▶ _Written instruction_
Report each line in the data below that includes the word "building", copying every such line in full.

▶ _Entries from a dataset_
····················
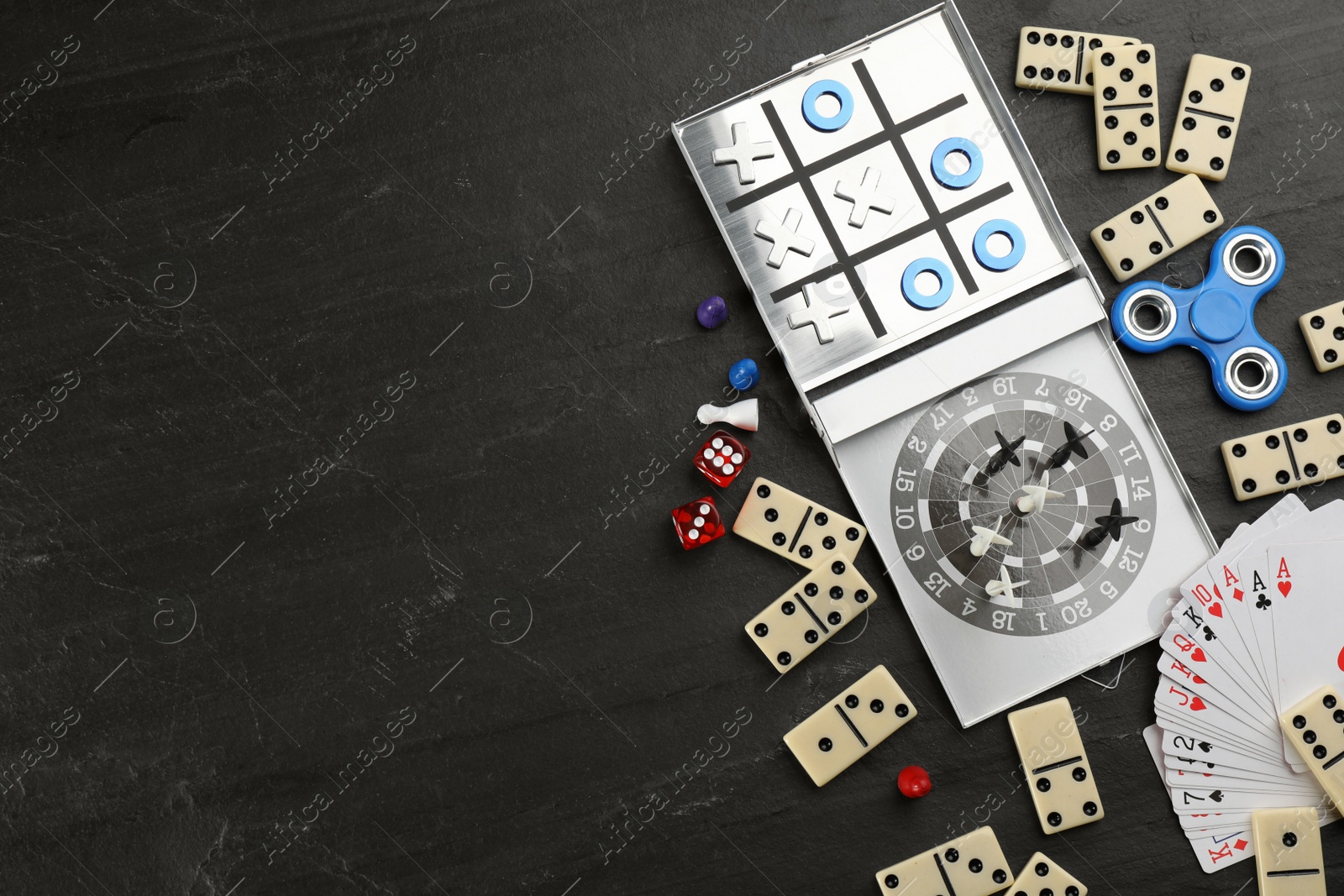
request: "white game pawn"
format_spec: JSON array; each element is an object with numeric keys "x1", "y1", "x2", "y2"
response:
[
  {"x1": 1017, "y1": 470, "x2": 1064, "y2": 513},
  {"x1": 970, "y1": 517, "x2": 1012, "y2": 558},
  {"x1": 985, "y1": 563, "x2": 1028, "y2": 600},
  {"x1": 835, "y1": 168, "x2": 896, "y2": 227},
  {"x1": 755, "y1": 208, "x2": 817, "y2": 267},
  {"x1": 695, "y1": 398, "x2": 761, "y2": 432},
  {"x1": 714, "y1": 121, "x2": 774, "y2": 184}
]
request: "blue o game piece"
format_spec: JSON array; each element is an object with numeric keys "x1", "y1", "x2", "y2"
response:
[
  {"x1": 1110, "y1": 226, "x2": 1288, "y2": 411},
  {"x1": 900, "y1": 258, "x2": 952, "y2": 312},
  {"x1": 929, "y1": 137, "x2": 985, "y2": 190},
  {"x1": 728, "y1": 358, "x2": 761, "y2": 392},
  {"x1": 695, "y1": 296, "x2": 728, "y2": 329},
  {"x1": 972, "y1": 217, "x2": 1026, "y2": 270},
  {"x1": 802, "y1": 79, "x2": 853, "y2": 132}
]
····················
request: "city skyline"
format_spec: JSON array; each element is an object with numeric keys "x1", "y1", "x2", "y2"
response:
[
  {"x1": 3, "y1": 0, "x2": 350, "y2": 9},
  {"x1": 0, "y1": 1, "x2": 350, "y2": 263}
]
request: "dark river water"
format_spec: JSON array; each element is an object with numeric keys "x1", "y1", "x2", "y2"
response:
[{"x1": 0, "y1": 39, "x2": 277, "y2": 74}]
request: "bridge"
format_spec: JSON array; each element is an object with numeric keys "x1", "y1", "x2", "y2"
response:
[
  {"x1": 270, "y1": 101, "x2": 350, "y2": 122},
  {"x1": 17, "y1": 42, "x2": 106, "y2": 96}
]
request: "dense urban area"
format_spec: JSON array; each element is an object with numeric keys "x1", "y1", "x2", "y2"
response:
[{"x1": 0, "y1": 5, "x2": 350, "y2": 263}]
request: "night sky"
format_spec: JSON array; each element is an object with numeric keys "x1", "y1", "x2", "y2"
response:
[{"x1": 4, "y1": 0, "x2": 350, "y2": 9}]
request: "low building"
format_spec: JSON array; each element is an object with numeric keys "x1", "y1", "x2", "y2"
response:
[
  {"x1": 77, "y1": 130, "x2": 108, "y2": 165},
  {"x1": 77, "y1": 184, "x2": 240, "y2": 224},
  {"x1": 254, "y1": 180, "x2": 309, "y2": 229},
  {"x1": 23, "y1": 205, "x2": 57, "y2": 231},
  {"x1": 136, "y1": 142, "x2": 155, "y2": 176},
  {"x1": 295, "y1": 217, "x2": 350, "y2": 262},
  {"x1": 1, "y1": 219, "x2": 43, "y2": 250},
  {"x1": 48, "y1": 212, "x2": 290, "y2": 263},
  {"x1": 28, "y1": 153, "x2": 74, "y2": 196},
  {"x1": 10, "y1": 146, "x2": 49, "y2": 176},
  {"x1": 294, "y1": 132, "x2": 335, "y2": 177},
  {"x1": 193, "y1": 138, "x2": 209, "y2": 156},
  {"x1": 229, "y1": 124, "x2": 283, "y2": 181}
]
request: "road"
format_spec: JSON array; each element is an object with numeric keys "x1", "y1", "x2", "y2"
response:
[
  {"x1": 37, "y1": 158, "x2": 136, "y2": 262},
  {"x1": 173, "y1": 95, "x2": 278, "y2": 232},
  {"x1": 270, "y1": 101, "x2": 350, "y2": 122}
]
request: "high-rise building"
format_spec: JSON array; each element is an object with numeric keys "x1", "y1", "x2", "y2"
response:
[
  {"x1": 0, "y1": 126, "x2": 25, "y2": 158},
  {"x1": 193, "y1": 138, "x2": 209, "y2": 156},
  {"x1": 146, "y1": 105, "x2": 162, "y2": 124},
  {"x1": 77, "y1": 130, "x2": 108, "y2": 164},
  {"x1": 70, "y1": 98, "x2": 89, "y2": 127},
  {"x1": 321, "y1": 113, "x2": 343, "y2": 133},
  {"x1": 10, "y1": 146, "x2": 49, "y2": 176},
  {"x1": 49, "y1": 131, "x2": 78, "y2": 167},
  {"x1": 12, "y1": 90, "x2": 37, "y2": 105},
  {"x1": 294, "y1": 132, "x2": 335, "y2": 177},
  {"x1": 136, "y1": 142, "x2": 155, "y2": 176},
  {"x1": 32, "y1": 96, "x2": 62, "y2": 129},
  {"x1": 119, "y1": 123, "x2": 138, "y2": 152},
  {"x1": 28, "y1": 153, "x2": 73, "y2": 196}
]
····················
▶ _Problem solution_
request: "low building"
request: "high-rise building"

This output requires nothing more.